Written instruction 1:
List every sentence in the passage on faith below that begins with the word "Singularly."

8. For every one that asketh, receiveth: and he that seeketh, findeth: and to him that knocketh, it shall be opened.

In spite of these words of Jesus, the men who live opposite us in Adams House, at Harvard, who sit in rooms where there are no crucifixes, no morning and night prayers, no aspirations, no thought of eternity from one semester to another, are, according to Liberal Catholics, not coming into the Catholic Church because of the deficiencies of God’s grace and the self-sufficiency of their own goodness! Imagine Divine goodness finding human goodness an obstacle to its own entrance!

Do I dare say that it is the badness of Harvard that is keeping Christ out? If I do not say this, not only have I lost my Faith, I have lost my mind! There is a way of knowing what iniquity there is in a college boy’s sneers, his blasphemous utterances, his impure face and irreverent attitude towards every decency and decorum, even without going to the criteria of apostolic life. Any Cambridge policeman, in blue uniform or in plain clothes, can tell you what I am trying to say.

My dear children, I beseech you, if you want to save your own souls, admit that the Catholic Church is the only way! Do not deny Our Lord’s words: “I am the way, and the truth, and the life. No man cometh to the Father, but by me. Except you eat the Flesh of the Son of man, and drink his Blood, you shall not have life in you.” (John 14:6; 6:54.)

If we are not to realize these words of Our Lord for our own souls, we will not be saved. We have to realize the truths of the Catholic Faith both for ourselves and for others: for others in case they want to see our light shining, and for ourselves when the only light shining is the light behind our closed eyes, the light of our Faith, Catholic and holy, sheer and clear.

We have to have somehow the kind of Faith that Saint John of the Cross wants us to have when he says: “Each human spirit should talk to God as if no spirit existed but itself.”

God is not a mathematician. He does not have formulas and devices for getting the square root of us. He takes us with marvelous singularity, and He is completely and eternally interested in each one of us. Singularly we are created. Singularly we are redeemed. Singularly we receive the Sacraments. Singularly we receive absolution. Singularly we are judged.

Written instruction 2:
Please format the entries as a Markdown table with the columns Row and Entry, starting with the line that contains "Provide a point for each instance of the white cloud, given" and going on through the line that contains "x=246, y=126". Number each row and leave out blank lines.

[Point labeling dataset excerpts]
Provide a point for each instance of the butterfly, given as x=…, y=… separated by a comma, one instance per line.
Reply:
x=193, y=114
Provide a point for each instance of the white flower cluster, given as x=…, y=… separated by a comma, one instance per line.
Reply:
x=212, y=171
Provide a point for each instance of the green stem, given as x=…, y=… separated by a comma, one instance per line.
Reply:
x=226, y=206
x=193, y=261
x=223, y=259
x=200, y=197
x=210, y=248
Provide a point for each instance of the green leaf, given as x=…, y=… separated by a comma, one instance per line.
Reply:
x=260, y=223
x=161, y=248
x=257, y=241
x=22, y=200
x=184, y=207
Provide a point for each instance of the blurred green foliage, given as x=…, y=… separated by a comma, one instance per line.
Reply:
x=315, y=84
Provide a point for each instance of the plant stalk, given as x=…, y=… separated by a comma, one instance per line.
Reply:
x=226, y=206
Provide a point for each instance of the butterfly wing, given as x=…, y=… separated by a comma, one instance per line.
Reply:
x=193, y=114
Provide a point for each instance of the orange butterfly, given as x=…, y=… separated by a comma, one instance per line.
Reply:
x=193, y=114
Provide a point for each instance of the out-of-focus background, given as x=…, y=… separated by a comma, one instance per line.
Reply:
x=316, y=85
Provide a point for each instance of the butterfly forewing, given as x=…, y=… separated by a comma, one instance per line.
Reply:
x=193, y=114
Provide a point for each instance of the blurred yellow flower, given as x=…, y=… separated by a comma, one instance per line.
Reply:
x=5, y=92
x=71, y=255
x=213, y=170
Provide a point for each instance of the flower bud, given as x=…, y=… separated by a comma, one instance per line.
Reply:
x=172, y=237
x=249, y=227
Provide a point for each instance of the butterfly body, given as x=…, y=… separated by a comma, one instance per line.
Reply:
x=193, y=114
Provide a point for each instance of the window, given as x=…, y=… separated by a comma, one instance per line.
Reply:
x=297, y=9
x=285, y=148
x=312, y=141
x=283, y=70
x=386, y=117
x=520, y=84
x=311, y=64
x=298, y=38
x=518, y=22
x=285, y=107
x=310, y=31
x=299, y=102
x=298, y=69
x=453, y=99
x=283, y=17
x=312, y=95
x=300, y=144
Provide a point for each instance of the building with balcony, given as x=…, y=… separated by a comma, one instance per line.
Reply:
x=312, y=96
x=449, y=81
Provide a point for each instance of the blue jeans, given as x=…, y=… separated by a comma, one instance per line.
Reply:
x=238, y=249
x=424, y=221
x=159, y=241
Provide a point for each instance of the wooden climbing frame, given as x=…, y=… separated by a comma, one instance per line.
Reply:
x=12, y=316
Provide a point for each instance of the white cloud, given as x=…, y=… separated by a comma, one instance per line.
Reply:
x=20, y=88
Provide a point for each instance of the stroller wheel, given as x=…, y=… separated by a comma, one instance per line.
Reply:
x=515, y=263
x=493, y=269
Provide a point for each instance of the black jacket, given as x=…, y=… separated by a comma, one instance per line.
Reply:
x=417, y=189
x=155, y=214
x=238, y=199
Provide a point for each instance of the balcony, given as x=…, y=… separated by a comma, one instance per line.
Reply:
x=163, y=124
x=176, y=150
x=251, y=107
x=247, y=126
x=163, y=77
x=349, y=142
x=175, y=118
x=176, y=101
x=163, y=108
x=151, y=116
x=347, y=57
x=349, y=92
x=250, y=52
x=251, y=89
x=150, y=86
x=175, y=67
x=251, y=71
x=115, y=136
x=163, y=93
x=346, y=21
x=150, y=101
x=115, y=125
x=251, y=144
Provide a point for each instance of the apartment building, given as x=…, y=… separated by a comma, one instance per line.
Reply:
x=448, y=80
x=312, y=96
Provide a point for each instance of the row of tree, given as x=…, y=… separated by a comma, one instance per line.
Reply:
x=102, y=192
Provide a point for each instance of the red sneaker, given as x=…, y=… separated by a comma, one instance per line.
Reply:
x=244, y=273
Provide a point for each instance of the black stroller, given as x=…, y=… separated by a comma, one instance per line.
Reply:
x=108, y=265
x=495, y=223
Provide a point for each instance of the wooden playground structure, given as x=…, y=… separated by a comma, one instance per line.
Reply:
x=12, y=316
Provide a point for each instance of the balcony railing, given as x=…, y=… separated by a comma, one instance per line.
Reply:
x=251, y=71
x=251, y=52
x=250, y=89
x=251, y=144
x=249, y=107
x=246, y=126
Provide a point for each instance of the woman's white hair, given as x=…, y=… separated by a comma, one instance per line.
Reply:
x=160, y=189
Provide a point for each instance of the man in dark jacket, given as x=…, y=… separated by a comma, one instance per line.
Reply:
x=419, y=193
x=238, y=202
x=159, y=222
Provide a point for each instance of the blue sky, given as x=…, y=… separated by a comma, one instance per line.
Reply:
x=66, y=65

Task solution 1:
Singularly we are created.
Singularly we are redeemed.
Singularly we receive the Sacraments.
Singularly we receive absolution.
Singularly we are judged.

Task solution 2:
| Row | Entry |
|---|---|
| 1 | Provide a point for each instance of the white cloud, given as x=…, y=… separated by a comma, one instance per line. |
| 2 | Reply: |
| 3 | x=20, y=88 |
| 4 | Provide a point for each instance of the stroller wheel, given as x=…, y=… separated by a comma, one instance per line. |
| 5 | Reply: |
| 6 | x=515, y=263 |
| 7 | x=493, y=269 |
| 8 | Provide a point for each instance of the black jacket, given as x=…, y=… separated by a comma, one instance per line. |
| 9 | Reply: |
| 10 | x=417, y=189 |
| 11 | x=155, y=214 |
| 12 | x=238, y=199 |
| 13 | Provide a point for each instance of the balcony, given as x=…, y=… separated by a comma, one instance per line. |
| 14 | Reply: |
| 15 | x=163, y=124 |
| 16 | x=176, y=150 |
| 17 | x=251, y=107 |
| 18 | x=247, y=126 |
| 19 | x=163, y=77 |
| 20 | x=349, y=142 |
| 21 | x=175, y=118 |
| 22 | x=176, y=101 |
| 23 | x=163, y=108 |
| 24 | x=151, y=116 |
| 25 | x=347, y=57 |
| 26 | x=349, y=92 |
| 27 | x=250, y=52 |
| 28 | x=251, y=89 |
| 29 | x=150, y=86 |
| 30 | x=175, y=67 |
| 31 | x=251, y=71 |
| 32 | x=115, y=136 |
| 33 | x=163, y=93 |
| 34 | x=346, y=21 |
| 35 | x=150, y=101 |
| 36 | x=115, y=125 |
| 37 | x=251, y=144 |
| 38 | Provide a point for each instance of the apartment building, given as x=…, y=… separated by a comma, one instance per line. |
| 39 | Reply: |
| 40 | x=448, y=80 |
| 41 | x=312, y=96 |
| 42 | Provide a point for each instance of the row of tree, given as x=…, y=… separated by a comma, one instance per line. |
| 43 | Reply: |
| 44 | x=102, y=192 |
| 45 | Provide a point for each instance of the red sneaker, given as x=…, y=… separated by a comma, one instance per line. |
| 46 | Reply: |
| 47 | x=244, y=273 |
| 48 | Provide a point for each instance of the black stroller, given as x=…, y=… separated by a comma, one instance per line. |
| 49 | Reply: |
| 50 | x=108, y=265 |
| 51 | x=495, y=223 |
| 52 | Provide a point for each instance of the wooden playground structure, given as x=…, y=… separated by a comma, one instance per line. |
| 53 | Reply: |
| 54 | x=12, y=316 |
| 55 | Provide a point for each instance of the balcony railing, given as x=…, y=… separated by a comma, one instance per line. |
| 56 | Reply: |
| 57 | x=251, y=71 |
| 58 | x=251, y=52 |
| 59 | x=250, y=89 |
| 60 | x=251, y=144 |
| 61 | x=249, y=107 |
| 62 | x=246, y=126 |